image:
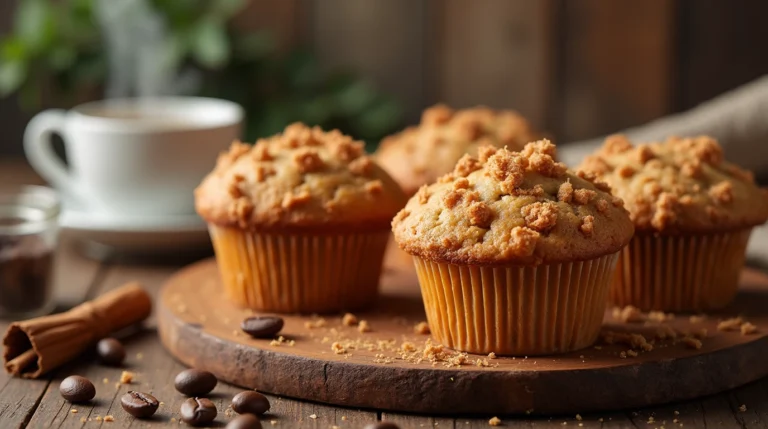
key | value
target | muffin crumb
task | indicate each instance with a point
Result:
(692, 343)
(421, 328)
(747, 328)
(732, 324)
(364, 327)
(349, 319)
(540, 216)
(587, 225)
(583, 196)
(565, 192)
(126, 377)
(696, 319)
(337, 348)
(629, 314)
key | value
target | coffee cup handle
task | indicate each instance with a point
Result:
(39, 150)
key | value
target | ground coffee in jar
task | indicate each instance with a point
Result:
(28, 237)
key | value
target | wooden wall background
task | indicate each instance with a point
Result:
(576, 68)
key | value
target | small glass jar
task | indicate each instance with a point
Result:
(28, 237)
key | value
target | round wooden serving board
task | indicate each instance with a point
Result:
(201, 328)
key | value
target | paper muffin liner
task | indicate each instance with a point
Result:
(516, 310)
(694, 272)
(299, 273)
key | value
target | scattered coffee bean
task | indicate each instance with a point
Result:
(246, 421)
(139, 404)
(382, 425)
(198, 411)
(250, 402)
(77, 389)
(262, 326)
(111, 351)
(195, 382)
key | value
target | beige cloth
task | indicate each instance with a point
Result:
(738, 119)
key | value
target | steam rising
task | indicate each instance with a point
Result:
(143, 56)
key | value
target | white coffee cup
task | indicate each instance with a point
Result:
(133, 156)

#### Task prompt
Across the records above, how many lines does the word "coffee" appear on? Reply with the number only.

#### Solution below
4